§ **Exercise instructions**
Reproduce every line of the records below, requests included, shifting each x and y vertex coordinate in the answers by -149. Omit the pictures from your output.

§ **Source material**
⟨

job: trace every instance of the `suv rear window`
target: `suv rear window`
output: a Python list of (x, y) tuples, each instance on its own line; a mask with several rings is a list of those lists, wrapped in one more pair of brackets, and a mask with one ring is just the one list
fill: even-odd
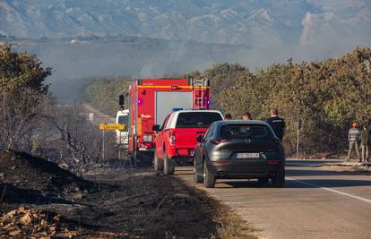
[(220, 120), (221, 115), (216, 112), (183, 112), (177, 115), (176, 128), (207, 128)]
[(221, 138), (253, 138), (259, 139), (270, 135), (270, 130), (265, 125), (236, 125), (229, 124), (221, 127)]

⟩

§ **Response**
job: trace every instance of the `suv rear window`
target: `suv rear window`
output: a Python list of (x, y) tuples, each instance on its own line; a mask with several rings is a list of those lists, wrapped in one more pair of brackets, and a mask with one ring is just the one list
fill: even-odd
[(71, -29), (72, -34), (67, -37), (34, -37), (28, -34), (27, -21), (58, -21)]
[(72, -11), (104, -11), (110, -10), (121, -14), (121, -19), (116, -24), (87, -24), (80, -25), (72, -22)]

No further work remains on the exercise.